## GIVEN EXERCISE 1
In the entries, rewrite the part that opens with the first line and closes with the line containing "10), (213, 10)]", changing "marigold garland" to "flower garland" and leaving everything else as it is.

## SELECTED EXCERPT
In Brazil, the FM extended band (), abbreviated eFM, refers to the extension of the FM broadcast band between 76.1 and 87.3 MHz, beyond the conventional band of 87.5 to 108 MHz that was previously used. The reclaimed spectrum was previously used to broadcast television channels 5 and 6 before the country's digital television transition. The first eFM stations began broadcasting on May 7, 2021, and the spectrum is being used as part of a plan to migrate AM stations to the FM band.

History
The idea of converting the former channels 5 and 6 for sound broadcasting use had been first floated in Brazil in 2013, as a method to support AM stations by migrating them to FM; that year, President Dilma Rousseff signed a law that started the AM–FM migration process in Brazil. Since then, 1,720 of the country's 1,781 AM outlets have requested migration, including in areas where no further FM stations could be added. Jovem Pan News in São Paulo was allowed by the Ministry of Communications to conduct tests on 84.7 MHz in 2014.

## MATERIAL TO PROCESS
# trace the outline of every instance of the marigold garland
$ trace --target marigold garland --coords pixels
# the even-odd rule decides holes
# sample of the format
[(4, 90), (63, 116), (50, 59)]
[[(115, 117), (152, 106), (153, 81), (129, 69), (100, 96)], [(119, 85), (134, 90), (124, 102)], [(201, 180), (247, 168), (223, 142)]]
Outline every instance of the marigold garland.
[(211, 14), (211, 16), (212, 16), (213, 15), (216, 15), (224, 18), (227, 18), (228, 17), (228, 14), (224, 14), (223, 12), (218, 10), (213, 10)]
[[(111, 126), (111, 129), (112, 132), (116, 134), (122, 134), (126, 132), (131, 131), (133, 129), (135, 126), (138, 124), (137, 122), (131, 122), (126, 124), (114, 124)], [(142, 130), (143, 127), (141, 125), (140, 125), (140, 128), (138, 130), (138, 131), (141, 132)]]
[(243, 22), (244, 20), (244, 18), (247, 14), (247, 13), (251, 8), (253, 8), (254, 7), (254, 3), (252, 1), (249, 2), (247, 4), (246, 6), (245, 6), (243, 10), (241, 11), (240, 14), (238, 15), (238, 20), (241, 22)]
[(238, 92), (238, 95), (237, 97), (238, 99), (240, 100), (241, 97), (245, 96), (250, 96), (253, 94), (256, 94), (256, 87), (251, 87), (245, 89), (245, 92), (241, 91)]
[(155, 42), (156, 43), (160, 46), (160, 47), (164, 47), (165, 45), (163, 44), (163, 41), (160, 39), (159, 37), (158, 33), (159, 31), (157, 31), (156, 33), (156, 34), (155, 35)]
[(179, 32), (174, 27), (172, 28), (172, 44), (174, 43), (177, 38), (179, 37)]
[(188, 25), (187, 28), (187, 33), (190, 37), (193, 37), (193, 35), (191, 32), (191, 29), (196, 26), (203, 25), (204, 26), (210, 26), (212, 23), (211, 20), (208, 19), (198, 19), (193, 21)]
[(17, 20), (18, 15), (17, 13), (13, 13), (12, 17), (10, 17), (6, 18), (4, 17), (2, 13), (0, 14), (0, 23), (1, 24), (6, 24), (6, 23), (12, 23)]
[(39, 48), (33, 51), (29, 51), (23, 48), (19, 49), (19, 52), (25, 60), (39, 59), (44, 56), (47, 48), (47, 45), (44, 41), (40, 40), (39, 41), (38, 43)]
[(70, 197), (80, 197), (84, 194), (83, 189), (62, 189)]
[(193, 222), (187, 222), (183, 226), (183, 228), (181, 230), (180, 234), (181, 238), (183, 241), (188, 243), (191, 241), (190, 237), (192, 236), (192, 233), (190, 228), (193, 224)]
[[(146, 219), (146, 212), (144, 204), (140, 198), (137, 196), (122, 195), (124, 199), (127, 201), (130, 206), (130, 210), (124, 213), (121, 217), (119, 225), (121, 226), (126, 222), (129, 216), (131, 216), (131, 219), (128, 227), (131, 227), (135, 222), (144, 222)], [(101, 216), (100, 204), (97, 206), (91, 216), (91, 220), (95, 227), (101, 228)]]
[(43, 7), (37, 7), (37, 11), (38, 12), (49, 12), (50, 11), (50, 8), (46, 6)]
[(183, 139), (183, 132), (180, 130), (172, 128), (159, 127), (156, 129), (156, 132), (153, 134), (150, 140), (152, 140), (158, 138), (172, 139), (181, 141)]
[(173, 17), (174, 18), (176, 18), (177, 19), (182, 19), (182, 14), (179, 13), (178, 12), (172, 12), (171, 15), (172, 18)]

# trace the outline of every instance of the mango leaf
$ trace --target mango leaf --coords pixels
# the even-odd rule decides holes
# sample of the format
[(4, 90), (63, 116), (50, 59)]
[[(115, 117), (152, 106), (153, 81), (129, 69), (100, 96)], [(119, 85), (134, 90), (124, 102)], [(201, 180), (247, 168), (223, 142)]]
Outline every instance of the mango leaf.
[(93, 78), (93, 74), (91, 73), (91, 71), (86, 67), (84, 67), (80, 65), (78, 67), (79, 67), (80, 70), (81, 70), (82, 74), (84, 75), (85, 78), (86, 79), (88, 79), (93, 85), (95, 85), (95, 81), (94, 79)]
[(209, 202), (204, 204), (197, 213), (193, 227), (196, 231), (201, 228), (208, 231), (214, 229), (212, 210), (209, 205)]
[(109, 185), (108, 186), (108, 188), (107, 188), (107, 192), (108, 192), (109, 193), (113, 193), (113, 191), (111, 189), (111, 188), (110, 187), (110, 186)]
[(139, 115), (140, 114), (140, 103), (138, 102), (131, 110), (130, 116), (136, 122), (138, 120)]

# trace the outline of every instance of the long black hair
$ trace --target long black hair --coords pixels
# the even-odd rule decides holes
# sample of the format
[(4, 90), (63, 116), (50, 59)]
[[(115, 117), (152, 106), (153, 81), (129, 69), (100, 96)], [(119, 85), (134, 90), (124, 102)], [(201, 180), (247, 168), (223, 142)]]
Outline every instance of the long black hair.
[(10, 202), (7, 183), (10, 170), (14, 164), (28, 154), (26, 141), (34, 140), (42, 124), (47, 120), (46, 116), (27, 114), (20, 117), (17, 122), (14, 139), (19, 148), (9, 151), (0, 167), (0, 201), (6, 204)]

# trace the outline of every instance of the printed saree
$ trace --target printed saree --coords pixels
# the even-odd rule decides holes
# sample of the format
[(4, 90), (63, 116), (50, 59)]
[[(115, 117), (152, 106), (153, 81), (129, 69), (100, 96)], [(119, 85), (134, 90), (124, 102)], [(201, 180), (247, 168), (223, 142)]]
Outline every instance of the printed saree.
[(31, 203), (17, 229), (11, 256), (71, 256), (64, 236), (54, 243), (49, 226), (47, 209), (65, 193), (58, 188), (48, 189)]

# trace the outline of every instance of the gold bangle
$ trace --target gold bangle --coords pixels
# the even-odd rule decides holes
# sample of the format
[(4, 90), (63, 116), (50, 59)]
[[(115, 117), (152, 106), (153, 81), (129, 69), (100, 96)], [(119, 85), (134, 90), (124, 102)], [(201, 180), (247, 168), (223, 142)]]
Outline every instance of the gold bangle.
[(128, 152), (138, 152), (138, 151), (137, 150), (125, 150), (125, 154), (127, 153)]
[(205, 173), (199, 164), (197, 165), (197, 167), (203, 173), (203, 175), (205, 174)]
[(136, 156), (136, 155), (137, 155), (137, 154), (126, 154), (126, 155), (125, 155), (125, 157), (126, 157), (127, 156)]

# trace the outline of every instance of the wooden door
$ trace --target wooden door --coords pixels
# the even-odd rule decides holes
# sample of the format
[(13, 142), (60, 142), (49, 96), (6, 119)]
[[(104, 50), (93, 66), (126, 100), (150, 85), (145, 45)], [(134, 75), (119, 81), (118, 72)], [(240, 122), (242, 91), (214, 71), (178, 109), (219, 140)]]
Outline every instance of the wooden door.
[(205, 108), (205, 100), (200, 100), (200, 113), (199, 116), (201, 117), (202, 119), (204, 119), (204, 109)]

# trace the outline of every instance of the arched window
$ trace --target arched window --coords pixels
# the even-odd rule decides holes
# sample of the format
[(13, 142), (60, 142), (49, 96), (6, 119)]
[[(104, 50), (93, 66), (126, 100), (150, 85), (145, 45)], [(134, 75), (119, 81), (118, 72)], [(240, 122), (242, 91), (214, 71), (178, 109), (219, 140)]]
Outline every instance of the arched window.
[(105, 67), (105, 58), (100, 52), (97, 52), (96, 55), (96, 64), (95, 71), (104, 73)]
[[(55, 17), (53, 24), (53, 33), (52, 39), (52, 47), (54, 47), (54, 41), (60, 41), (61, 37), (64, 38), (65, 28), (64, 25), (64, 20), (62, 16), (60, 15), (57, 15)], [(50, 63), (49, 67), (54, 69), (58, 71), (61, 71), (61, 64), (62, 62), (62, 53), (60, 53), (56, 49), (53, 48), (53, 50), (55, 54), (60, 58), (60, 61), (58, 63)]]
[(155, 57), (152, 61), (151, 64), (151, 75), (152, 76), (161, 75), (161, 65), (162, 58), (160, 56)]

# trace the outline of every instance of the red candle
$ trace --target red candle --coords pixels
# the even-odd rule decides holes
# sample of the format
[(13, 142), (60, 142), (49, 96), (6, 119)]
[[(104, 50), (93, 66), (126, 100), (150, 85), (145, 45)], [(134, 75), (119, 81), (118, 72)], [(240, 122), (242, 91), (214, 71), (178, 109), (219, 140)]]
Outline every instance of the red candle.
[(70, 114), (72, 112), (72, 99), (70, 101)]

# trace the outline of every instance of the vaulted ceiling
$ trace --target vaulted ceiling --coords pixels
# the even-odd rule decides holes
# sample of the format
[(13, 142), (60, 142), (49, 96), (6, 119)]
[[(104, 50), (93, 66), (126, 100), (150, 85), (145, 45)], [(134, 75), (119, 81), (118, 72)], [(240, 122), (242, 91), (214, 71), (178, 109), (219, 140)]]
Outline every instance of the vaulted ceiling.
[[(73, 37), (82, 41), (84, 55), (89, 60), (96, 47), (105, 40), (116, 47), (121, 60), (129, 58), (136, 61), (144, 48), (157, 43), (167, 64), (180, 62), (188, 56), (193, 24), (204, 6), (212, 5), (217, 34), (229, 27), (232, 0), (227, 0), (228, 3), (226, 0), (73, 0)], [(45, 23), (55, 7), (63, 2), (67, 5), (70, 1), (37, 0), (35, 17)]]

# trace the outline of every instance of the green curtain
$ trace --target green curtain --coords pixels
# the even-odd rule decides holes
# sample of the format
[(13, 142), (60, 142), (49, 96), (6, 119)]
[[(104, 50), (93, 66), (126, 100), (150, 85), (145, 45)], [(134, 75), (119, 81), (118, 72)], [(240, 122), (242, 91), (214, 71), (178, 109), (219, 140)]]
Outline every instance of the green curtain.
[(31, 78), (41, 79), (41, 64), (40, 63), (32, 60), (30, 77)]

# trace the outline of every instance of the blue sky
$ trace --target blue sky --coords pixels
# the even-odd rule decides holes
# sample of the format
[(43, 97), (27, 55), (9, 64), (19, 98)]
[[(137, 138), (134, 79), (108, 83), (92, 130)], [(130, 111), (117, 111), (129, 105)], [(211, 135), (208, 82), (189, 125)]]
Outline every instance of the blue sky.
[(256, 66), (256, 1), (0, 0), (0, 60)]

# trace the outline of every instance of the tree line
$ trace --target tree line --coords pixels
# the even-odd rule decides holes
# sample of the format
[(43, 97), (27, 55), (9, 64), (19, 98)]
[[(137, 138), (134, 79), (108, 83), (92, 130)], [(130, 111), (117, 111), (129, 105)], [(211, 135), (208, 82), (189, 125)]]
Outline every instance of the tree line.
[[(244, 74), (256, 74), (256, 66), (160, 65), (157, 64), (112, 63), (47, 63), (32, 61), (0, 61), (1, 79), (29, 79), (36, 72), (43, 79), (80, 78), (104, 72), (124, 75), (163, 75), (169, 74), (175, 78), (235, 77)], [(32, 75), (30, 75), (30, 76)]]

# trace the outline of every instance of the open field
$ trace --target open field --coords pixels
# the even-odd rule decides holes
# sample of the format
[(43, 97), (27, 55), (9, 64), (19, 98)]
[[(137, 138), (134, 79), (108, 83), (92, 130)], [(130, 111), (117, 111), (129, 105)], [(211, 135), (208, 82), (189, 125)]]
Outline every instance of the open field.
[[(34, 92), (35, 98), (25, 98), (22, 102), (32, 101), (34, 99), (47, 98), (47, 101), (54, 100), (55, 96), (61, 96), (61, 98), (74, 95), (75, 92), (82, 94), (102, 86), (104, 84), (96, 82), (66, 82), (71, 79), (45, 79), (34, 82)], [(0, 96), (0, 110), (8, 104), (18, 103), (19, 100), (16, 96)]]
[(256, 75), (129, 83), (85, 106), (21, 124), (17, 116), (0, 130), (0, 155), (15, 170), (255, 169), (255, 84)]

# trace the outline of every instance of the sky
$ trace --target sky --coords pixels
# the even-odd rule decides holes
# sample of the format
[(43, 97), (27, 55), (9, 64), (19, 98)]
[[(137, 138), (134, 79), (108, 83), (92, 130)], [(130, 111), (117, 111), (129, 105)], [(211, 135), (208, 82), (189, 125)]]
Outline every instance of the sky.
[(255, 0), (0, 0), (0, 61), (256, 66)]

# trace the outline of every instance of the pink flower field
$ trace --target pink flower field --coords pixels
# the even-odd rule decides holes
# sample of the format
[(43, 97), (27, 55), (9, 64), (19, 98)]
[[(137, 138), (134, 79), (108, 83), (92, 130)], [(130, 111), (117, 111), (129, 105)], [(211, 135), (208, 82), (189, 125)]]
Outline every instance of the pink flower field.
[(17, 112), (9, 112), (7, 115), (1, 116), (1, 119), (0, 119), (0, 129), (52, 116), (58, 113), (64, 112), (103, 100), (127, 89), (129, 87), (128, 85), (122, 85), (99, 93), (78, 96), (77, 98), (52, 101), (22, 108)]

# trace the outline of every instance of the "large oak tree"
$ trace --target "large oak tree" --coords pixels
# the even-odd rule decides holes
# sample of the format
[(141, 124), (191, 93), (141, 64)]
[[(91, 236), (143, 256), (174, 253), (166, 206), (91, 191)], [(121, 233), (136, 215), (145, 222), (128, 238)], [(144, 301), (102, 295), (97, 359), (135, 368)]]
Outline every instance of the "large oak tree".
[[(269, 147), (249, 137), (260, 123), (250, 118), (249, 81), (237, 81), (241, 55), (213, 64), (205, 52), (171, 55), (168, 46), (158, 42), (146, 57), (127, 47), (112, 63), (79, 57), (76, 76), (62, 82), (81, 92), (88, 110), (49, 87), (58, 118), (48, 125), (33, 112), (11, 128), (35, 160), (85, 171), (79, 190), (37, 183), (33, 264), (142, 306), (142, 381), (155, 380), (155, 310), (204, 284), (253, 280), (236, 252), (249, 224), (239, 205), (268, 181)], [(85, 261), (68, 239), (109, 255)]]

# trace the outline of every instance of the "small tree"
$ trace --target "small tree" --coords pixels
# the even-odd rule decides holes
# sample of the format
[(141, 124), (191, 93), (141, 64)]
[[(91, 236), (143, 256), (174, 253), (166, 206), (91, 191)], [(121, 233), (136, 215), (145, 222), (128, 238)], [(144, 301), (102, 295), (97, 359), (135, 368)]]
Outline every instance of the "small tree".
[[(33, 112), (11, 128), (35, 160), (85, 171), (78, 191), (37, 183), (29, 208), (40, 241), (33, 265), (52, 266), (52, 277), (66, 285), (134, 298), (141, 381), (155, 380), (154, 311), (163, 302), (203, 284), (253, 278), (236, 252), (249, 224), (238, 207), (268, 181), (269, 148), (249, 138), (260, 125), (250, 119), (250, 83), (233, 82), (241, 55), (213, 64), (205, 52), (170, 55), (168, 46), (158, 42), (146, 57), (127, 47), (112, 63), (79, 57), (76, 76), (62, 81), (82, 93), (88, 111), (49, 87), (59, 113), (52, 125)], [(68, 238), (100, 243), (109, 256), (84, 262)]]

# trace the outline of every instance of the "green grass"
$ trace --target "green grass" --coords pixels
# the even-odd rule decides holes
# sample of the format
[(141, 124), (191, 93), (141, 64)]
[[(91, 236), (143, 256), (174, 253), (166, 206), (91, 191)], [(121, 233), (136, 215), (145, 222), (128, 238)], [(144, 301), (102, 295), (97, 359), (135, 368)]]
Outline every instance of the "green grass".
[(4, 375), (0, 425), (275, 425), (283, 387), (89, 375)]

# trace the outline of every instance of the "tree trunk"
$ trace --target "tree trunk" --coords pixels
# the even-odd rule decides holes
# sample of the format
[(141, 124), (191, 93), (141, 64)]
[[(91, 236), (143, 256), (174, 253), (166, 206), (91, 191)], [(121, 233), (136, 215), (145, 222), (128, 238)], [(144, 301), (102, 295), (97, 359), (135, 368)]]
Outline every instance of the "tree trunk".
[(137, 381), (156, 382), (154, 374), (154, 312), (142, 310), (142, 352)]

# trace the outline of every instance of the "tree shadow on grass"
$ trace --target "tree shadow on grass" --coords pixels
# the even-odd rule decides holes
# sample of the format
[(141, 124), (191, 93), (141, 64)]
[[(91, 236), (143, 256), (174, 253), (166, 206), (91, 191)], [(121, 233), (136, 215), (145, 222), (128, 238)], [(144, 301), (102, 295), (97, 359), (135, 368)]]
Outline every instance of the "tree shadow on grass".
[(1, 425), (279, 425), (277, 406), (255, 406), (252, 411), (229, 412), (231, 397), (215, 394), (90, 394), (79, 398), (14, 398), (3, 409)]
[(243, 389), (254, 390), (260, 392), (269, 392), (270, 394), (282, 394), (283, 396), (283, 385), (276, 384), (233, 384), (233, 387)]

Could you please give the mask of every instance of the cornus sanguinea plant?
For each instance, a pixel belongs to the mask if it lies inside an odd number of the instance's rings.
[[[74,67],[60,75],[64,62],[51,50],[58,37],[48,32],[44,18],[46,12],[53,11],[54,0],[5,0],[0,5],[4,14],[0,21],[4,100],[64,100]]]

## GIVEN EXERCISE 2
From the passage on Brazil's extended FM band, reproduce the part that opens with the words containing "In Brazil, the" and closes with "the FM band.".

## WRITTEN SOLUTION 1
# trace the outline of every instance of the flower garland
$ trace --target flower garland --coords pixels
# the even-odd rule decides holes
# sample of the format
[(4, 90), (63, 116), (50, 59)]
[[(115, 117), (152, 106), (153, 81), (129, 69), (100, 96)], [(119, 85), (134, 90), (124, 102)], [(201, 180), (247, 168), (223, 142)]]
Outline every instance of the flower garland.
[(211, 14), (211, 16), (212, 16), (213, 15), (216, 15), (224, 18), (227, 18), (228, 17), (228, 14), (224, 14), (223, 12), (218, 10), (213, 10)]

## WRITTEN SOLUTION 2
In Brazil, the FM extended band (), abbreviated eFM, refers to the extension of the FM broadcast band between 76.1 and 87.3 MHz, beyond the conventional band of 87.5 to 108 MHz that was previously used. The reclaimed spectrum was previously used to broadcast television channels 5 and 6 before the country's digital television transition. The first eFM stations began broadcasting on May 7, 2021, and the spectrum is being used as part of a plan to migrate AM stations to the FM band.